EXTRACTED TEXT:
+===+

I can't speak for you, but I would imagine that many of us walked out of here feeling the weight last week - the anger, the contempt, the relationships we've left unreconciled. There wasn't a lot of reprieve. I felt it too. And I'll tell you up front: this morning is not going to start by lifting that weight off you. We're going to add to it first. Because Jesus moves from the sixth commandment to the seventh, and if you thought Jesus' teaching that the 6th commandment isn't just about the physical act of murder, but murder in the heart (Matthew 5:21–22), wait until He gets to the 7th.
But stay with me through the whole arc this morning, because where we land today is the weight that you may have carried in today isn't going to get any better until it gets a little worse.
Stand with me. Matthew chapter 5, verses 27 through 30.
"You have heard that it was said, 'You shall not commit adultery.' But I say to you that everyone who looks at a woman with lustful intent has already committed adultery with her in his heart. If your right eye causes you to sin, tear it out and throw it away. For it is better that you lose one of your members than that your whole body be thrown into hell. And if your right hand causes you to sin, cut it off and throw it away. For it is better that you lose one of your members than that your whole body go into hell." (Matthew 5:27–30)
You may be seated. Let's pray.

I. The Wrong Question

So, here's the pattern we set up last week. "You have heard that it was said... but I say to you." (Matthew 5:27–28) Every time, Jesus takes a command that we, and the religious leaders in Israel are familiar with, but what's true of us today was true of them too. We're tempted to define the law in a way that protects us. We’re tempted to see the law and say, ”God is most concerned with the biggest sins, not the picadillo.”
When we read the seventh commandment, You shall not commit adultery, (Exodus 20:14) we could keep that — technically — our whole life. Never touch a man or a woman who isn't our spouse. Stay on the right side of the line. Anyone who can keep themselves from the physical commission of the act. We saw this with murder; we see it again with adultery. Anyone who could keep themselves from the physical commission of the act could count themselves righteous. A narrow definition of sin. A broad definition of righteousness. That keeps us very comfortable.

+===+

RAW DATA:
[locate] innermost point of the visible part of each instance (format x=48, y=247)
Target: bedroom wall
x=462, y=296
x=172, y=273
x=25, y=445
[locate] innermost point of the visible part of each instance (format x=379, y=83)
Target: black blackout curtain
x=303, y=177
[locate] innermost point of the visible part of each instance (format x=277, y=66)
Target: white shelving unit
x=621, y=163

+===+

REQUIRED TASKS:
- A) Summarize the sermon on the seventh commandment in two sentences.
- B) Write what comes next in the sermon on the seventh commandment, picking up after its final sentence.

TASK-BY-TASK OUTPUTS:
- A) The preacher warns that the weight people felt after last week's teaching on the sixth commandment will grow heavier before it gets better, because in Matthew 5:27–30 Jesus says that looking at a woman with lustful intent is already adultery in the heart. As with murder, people are tempted to define adultery narrowly as the physical act, which lets them count themselves righteous and stay comfortable.

- B)
And Jesus says no. Everyone who looks at another person with lustful intent has already committed adultery with them in their heart. (Matthew 5:28)
This is the idea I want to dive a little deeper into this morning. The one who seeks only to keep the technical line is asking a question. The question is: how far can I go before I've sinned? Where's the line, so I can get as close to it as possible and still be safe? That's the Pharisee's question. That's, in many cases, our question. What can I get away with?
Jesus does not answer that question. He destroys it. He says the line was never at the physical commission of the act — it was in the heart all along.
The question is not "is this a sin?" The question is "what glorifies God?"
It’s the shift from the negative command, don’t do this, to the positive command, Do this.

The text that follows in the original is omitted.